[[ Source passage open ]]
LLM text makes human interactions less fun

written by Ruud van Asseldonk
published

All humans are unique. We look different, have different voices, different mannerisms, different fashion preferences, different ways of speaking, and different personalities. Part of what makes life fun, is getting to know those other humans, and building deeper connections with them.

LLMs are, in one sense, all the same. Everybody uses the same foundation models, and the handful that are there, are trained in a way that makes their default writing styles very similar.

I have a remote job in tech. This means that a large part of my interactions with other humans happens online, through text. In text, the things that set us apart are stripped away. You don’t hear voices or intonation, you don’t see faces and body language. We may get to pick a tiny picture as avatar, but even the fonts are uniform. The one thing that remains in text — the last trace of personality that cannot be stripped away — is writing style.

Learning to recognize somebodies writing style is part of getting to know that person, just like learning what their taste in food or music is. With people I know well, I can often identify the author by the writing style in natural languages that I’m fluent in, and sometimes even in code. That we express ourselves in different ways, is what makes interacting with other people fun!

When people start using LLMs to inflate text for them, or to rewrite text to sound more professional or eloquent, that last trace of personality is lost. I can often spot LLM use by the writing style, and it makes me sad when real humans do that. It’s the equivalent of turning off your camera in a video call: hiding behind uniformity, erasing personality.

When LLMs became popular, I initially thought they could bring productivity gains, and help less advanced speakers express themselves. But as LLMs get integrated into our daily lives, LLM-generated text starts to feel more like a double insult: it says “I couldn’t be bothered to spend time writing this myself,” yet it makes me waste time reading through the generated fluff! It would be more respectful of each other’s time to just share the prompt directly. As for helping less advanced speakers, I now realize that I much prefer to read broken English, over reading something that sounds like AI slop. Because then, at least I feel like I’m interacting with a person!

All of this is not to say that LLMs are not useful, or that they can’t impersonate different writing styles when prompted. It’s just that when I’m interacting with other people, I like to interact with those people directly, and not through an LLM filter that strips away personality, and removes the joy from human interactions.
[[ Source passage closed ]]
[[ Data extracts open ]]
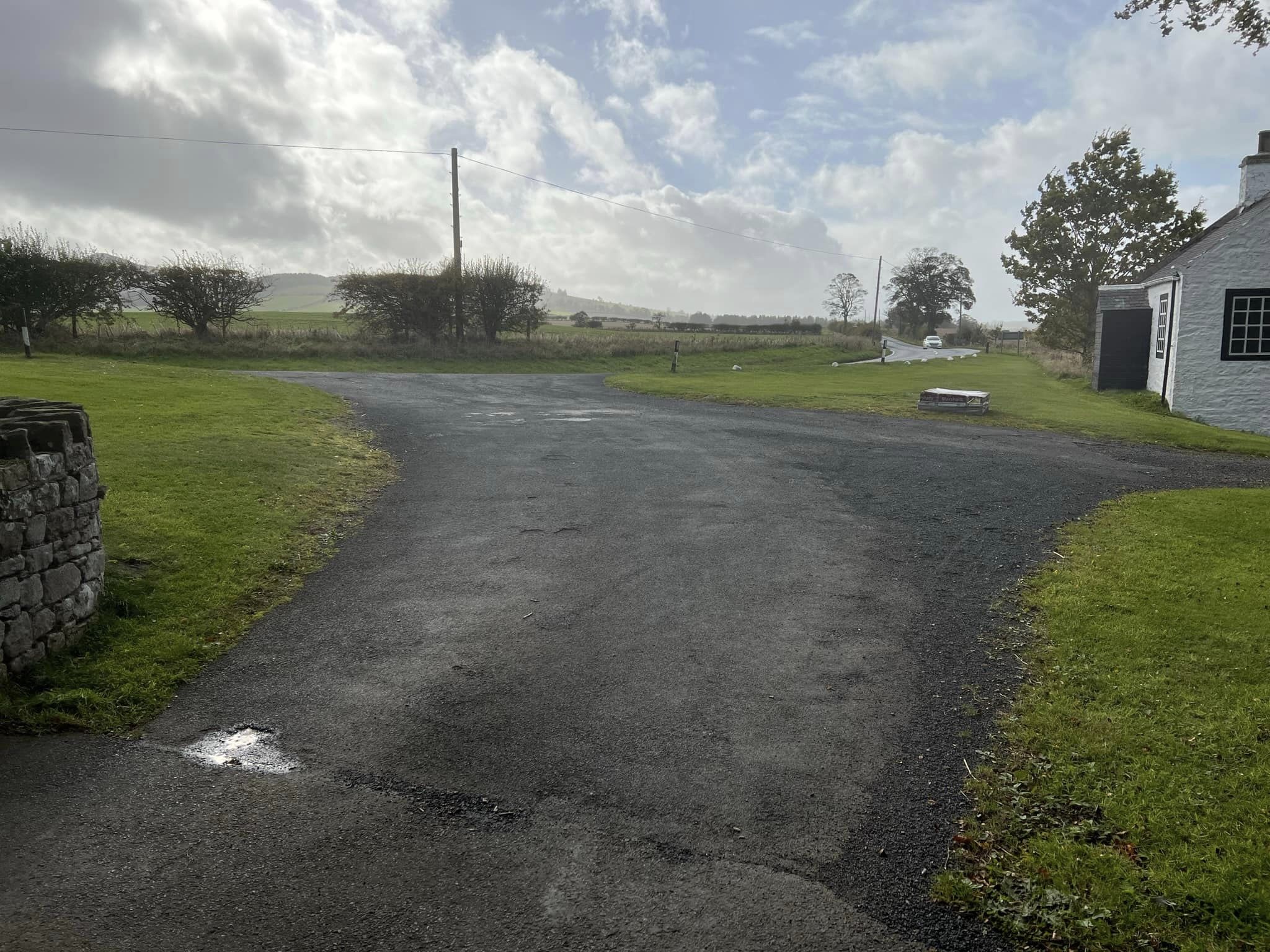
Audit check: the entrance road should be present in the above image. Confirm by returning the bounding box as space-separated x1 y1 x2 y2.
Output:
0 373 1270 952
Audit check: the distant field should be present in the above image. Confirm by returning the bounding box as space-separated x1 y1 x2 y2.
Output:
125 311 353 332
608 348 1270 456
256 294 342 314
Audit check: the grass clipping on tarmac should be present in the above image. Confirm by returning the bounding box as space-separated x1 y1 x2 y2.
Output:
0 356 393 731
935 488 1270 951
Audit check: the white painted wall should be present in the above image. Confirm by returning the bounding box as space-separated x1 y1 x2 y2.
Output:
1163 202 1270 434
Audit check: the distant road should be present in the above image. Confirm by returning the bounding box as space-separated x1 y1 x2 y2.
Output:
869 338 979 363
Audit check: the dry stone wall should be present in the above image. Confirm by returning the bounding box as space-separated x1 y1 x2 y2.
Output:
0 397 105 679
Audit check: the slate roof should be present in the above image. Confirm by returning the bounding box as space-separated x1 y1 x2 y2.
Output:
1138 195 1270 284
1099 284 1150 311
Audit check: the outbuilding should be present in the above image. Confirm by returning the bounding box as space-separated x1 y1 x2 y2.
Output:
1093 131 1270 434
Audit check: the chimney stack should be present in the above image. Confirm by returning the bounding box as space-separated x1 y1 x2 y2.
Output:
1240 130 1270 212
[[ Data extracts closed ]]
**What you should do:** Copy out the essay on LLM text and human interactions from the top of the page in full, keeping every word, line break, and punctuation mark unchanged.

**Exercise output:**
LLM text makes human interactions less fun

written by Ruud van Asseldonk
published

All humans are unique. We look different, have different voices, different mannerisms, different fashion preferences, different ways of speaking, and different personalities. Part of what makes life fun, is getting to know those other humans, and building deeper connections with them.

LLMs are, in one sense, all the same. Everybody uses the same foundation models, and the handful that are there, are trained in a way that makes their default writing styles very similar.

I have a remote job in tech. This means that a large part of my interactions with other humans happens online, through text. In text, the things that set us apart are stripped away. You don’t hear voices or intonation, you don’t see faces and body language. We may get to pick a tiny picture as avatar, but even the fonts are uniform. The one thing that remains in text — the last trace of personality that cannot be stripped away — is writing style.

Learning to recognize somebodies writing style is part of getting to know that person, just like learning what their taste in food or music is. With people I know well, I can often identify the author by the writing style in natural languages that I’m fluent in, and sometimes even in code. That we express ourselves in different ways, is what makes interacting with other people fun!

When people start using LLMs to inflate text for them, or to rewrite text to sound more professional or eloquent, that last trace of personality is lost. I can often spot LLM use by the writing style, and it makes me sad when real humans do that. It’s the equivalent of turning off your camera in a video call: hiding behind uniformity, erasing personality.

When LLMs became popular, I initially thought they could bring productivity gains, and help less advanced speakers express themselves. But as LLMs get integrated into our daily lives, LLM-generated text starts to feel more like a double insult: it says “I couldn’t be bothered to spend time writing this myself,” yet it makes me waste time reading through the generated fluff! It would be more respectful of each other’s time to just share the prompt directly. As for helping less advanced speakers, I now realize that I much prefer to read broken English, over reading something that sounds like AI slop. Because then, at least I feel like I’m interacting with a person!

All of this is not to say that LLMs are not useful, or that they can’t impersonate different writing styles when prompted. It’s just that when I’m interacting with other people, I like to interact with those people directly, and not through an LLM filter that strips away personality, and removes the joy from human interactions.